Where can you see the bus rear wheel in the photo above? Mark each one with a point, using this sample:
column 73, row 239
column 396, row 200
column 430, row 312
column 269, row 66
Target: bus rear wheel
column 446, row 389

---------------

Output every line of the material above verbatim, with no changes.

Where can you see the bus rear wheel in the photo above? Mark each one with a point, using this sample:
column 73, row 239
column 396, row 200
column 430, row 312
column 269, row 66
Target: bus rear wheel
column 446, row 389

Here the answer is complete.